**Work required**
Output everything in the data exactly, leaving the pictures out.

**The data**

::::::

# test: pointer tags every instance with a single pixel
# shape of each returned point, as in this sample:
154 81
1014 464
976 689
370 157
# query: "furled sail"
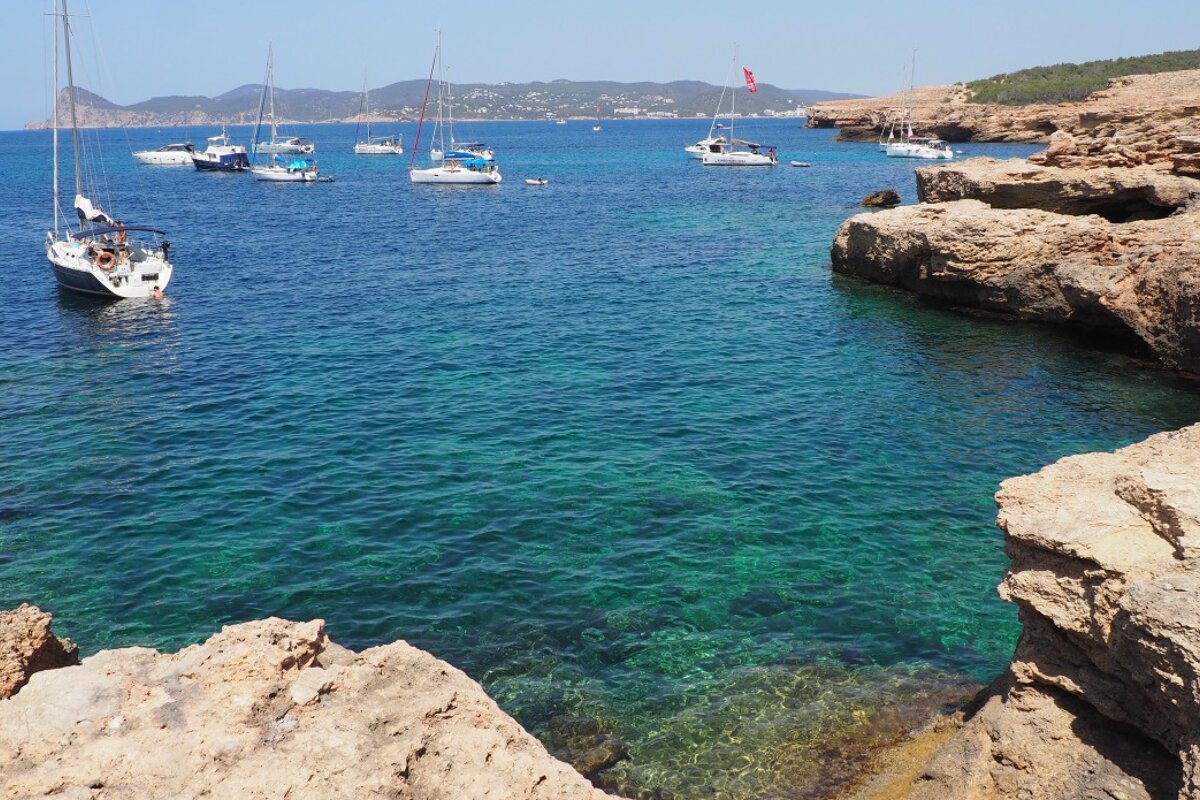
89 212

::::::

**Solution to the problem**
# test: pointer tags every instance with a single pixel
# shape of each returned point, as in this sample:
154 81
1014 464
976 689
370 157
# query: "furled sail"
89 212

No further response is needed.